- _Task requirements_: Reproduce the material below word for word, preserving every line without alteration.

- _Record extracts_:
+ + + + + + +
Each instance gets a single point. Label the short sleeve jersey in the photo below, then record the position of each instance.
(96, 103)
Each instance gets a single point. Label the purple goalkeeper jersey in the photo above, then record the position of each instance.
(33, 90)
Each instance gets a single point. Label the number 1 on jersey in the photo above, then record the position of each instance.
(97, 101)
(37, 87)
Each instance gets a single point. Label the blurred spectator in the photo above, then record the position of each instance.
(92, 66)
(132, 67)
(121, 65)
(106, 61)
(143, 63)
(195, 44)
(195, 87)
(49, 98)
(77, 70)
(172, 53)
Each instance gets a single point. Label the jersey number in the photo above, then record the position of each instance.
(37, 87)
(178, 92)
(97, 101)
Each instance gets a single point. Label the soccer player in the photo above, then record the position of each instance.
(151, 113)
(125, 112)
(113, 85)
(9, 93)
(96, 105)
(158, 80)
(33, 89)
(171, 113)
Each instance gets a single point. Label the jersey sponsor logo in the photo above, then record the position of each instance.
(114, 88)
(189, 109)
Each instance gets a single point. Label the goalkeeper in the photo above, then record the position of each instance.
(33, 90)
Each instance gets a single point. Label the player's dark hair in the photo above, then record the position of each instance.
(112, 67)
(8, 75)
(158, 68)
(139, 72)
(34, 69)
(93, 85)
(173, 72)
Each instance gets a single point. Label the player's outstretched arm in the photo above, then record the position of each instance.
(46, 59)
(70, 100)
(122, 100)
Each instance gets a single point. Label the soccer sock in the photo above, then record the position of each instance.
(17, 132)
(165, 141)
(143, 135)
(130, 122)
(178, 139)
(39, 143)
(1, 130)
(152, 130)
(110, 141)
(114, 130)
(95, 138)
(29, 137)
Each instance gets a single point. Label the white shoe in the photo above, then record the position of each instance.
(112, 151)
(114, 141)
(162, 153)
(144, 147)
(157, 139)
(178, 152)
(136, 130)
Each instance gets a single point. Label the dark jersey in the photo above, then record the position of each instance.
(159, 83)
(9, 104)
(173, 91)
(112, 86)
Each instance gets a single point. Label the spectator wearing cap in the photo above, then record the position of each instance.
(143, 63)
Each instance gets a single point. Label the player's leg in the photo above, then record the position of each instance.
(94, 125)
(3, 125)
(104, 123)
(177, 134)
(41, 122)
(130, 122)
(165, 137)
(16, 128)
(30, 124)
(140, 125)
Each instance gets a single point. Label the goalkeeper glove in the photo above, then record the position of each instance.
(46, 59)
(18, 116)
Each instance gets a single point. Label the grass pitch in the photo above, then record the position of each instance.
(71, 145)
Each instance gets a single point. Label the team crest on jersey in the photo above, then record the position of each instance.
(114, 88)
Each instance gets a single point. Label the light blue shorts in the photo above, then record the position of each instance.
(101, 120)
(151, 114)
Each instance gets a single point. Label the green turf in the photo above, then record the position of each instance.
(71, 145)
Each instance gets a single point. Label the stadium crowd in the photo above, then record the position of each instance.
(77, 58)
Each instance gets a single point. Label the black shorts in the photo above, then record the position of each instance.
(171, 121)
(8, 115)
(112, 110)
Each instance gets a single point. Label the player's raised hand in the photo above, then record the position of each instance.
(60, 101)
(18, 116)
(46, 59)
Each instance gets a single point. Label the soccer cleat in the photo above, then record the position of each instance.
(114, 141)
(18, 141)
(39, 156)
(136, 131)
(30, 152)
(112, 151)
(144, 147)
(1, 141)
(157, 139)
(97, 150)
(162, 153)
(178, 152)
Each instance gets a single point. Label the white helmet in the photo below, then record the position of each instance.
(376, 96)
+ + + + + + +
- _Task result_:
Each instance gets a single point. Label the short sleeve jersey in the photo below, then record the position of each instance.
(96, 103)
Each instance gets a single point. Label the purple goalkeeper jersey in the photo above, then record the position of each instance.
(33, 90)
Each instance gets a single point. Label the number 1 on jersey in the photo above, then record the position of each instance.
(97, 101)
(37, 87)
Each instance gets a single point. Label the blurred spectator in the photo above, then record the position of each instance.
(92, 66)
(132, 67)
(121, 65)
(106, 61)
(143, 63)
(195, 44)
(195, 87)
(49, 98)
(77, 70)
(172, 53)
Each instance gets a single point. Label the jersey number in the photo above, then record the position of each instance.
(37, 87)
(178, 92)
(97, 101)
Each instance gets a single point. Label the soccer player in the photo above, then record the position of each instance.
(151, 113)
(125, 112)
(113, 85)
(9, 93)
(96, 105)
(158, 80)
(33, 89)
(171, 113)
Each instance gets a single point. Label the jersey sponsor logo in the photo above, then record the position of each instance.
(114, 88)
(189, 109)
Each instance gets a single point. Label the goalkeeper in the photo above, then record the position of each instance.
(33, 90)
Each instance gets a single point. Label the player's dark hair in the photo above, then record the position of each instance.
(112, 67)
(8, 75)
(158, 68)
(139, 72)
(34, 69)
(93, 85)
(173, 72)
Each instance gets a single point. Label the player's outstretched arm in the photo above, then record the position of each instance.
(46, 59)
(70, 100)
(122, 100)
Each instance gets a single point. Label the soccer sock in the photo above, then record the position of each instance.
(17, 132)
(165, 141)
(143, 135)
(130, 122)
(178, 139)
(39, 143)
(1, 130)
(152, 130)
(110, 141)
(114, 130)
(95, 138)
(29, 137)
Each instance gets a single point. Label the white shoe in the photo above, then record the position of each instance.
(112, 151)
(114, 141)
(162, 153)
(144, 147)
(157, 139)
(178, 152)
(136, 130)
Each instance gets a single point. Label the dark jersey in the photo above, then record the position of each instance.
(159, 83)
(9, 104)
(173, 91)
(112, 86)
Each instance gets a single point. Label the spectator wearing cap in the photo above, then record the position of each instance.
(143, 63)
Each instance gets a single point. Label the player's leg in the photo above, then record the position of each instance.
(94, 125)
(3, 125)
(104, 123)
(177, 134)
(41, 122)
(130, 122)
(165, 137)
(16, 128)
(30, 124)
(140, 125)
Each instance gets a single point. Label the goalkeeper glove in the photo above, then record the position of each instance.
(46, 59)
(18, 116)
Each instance gets a single point. Label the grass pitch in the photo above, then record the position of each instance.
(71, 145)
Each instance gets a single point. Label the team crest on jersey in the photo above, then record the position of each instance.
(114, 88)
Each instance gets a single point. Label the light blue shorts in the photo above, then record the position of each instance.
(101, 120)
(151, 114)
Each instance gets a single point. Label the green turf in the photo above, then record the position of each instance.
(71, 145)
Each instance gets a single point. Label the stadium crowd in the photo above, then record the position of each instance.
(77, 58)
Each instance gets a single point. Label the black shorts in the photo above, then record the position of each instance.
(171, 121)
(8, 115)
(112, 110)
Each instance gets a single point. Label the player's raised hand in the photo above, then record the position of each instance.
(60, 101)
(18, 116)
(46, 59)
Each instance gets a single point. Label the soccer cleat in the photo above, then record the position of each instance.
(114, 141)
(18, 141)
(39, 156)
(136, 131)
(30, 152)
(112, 151)
(144, 147)
(1, 141)
(157, 139)
(97, 150)
(162, 153)
(178, 152)
Each instance gets a single point. Label the white helmet in the photo below, then record the position of each instance.
(376, 96)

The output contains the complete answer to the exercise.